### Brief
Extend the news report below on the stalled California bill to ban cosmetic genital surgeries on intersex infants, picking up after its last sentence.
Start of Passage for review
Wiener legislation to ban cosmetic genital surgeries on intersex infants delayed

State Sen. Scott Wiener’s bill was opposed by doctors who said parents should decide

A bill to ban cosmetic surgeries on children born with atypical genitalia was shelved for the year before California lawmakers could vote on it amid opposition from doctors who said medical decisions should be left up to parents.

Similar legislation is being considered in other states, but the effort by intersex advocates in California will not be taken up again until January. The bill once again demonstrated the clout of the doctors’ lobby in Sacramento, with physician associations arguing the bill was too broad and that it sought to legislate complex medical decisions.

The legislation, Senate Bill 201 by state Sen. Scott Wiener, D-San Francisco, would have required that a child be old enough to consent to genital surgeries that are not medically necessary. The Senate’s business and professions committee held a hearing on the bill April 1, but its chairman, Sen. Steve Glazer, D-Orinda, delayed a vote until Monday in the hope that Wiener could work through concerns raised by medical associations.
End of Passage for review
Start of Given information
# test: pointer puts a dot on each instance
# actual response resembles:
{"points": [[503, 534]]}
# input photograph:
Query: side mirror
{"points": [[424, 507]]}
End of Given information
Start of Given information
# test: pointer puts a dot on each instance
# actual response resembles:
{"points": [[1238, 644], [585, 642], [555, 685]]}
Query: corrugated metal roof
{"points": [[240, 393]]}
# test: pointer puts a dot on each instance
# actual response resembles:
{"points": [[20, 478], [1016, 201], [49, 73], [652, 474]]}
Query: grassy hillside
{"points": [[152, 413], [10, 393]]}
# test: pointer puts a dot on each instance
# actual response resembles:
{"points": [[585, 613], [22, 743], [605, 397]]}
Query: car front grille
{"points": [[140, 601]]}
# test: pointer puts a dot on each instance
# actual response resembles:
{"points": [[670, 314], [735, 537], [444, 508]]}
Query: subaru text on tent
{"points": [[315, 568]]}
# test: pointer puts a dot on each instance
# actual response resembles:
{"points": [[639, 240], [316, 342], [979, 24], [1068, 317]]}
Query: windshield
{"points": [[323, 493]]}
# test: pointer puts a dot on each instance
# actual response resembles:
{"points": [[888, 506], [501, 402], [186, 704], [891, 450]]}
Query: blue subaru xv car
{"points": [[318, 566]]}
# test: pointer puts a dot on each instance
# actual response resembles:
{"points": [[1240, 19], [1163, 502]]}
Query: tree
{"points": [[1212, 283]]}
End of Given information
### Reply
Ahead of the vote, Wiener said Glazer asked that the bill be held until January to give more time to work with the opposition.

“We put out ideas to address concerns raised by medical associations, but they have refused to negotiate other than to offer amendments that delete the bill,” Wiener said. “I’m committed to this bill. This is a civil rights issue for these children.”

Advocacy groups for intersex people _ individuals with varying differences in their reproductive or sexual anatomy _ have been fighting to postpone genital surgeries that they say do more harm than good. They argue that instances in which the gender of a child is unclear have resulted in cosmetic surgeries on infants in which the genitalia constructed do not match the identity of the person later in life.

Surgeries in which an infant’s gender is not ambiguous, but instead the genitalia are not typical, carry risks like any other procedure, supporters argue. Those risks should be weighed by the patient in cases where there is not an immediate medical need for surgery, Wiener said.

The California Medical Association, an influential lobbying arm of doctors in the Capitol, and the Societies for Pediatric Urology both opposed the bill, saying the government should not legislate medical decisions or interfere in the difficult decision a parent makes in consultation with a doctor.

The medical groups also argued that the age of consent was unclear and that the bill was overly broad as to which surgeries it applied to, such as hypospadias, a condition affecting 1 in 200 male infants at birth in which the opening of the urethra is on the underside of the penis.

Delaying a procedure or treatment for disorders of sex development, or DSD, as the medical community refers to intersex traits, will increase the time it takes to heal from surgeries and could lead to more surgeries and psychological harm, doctors said.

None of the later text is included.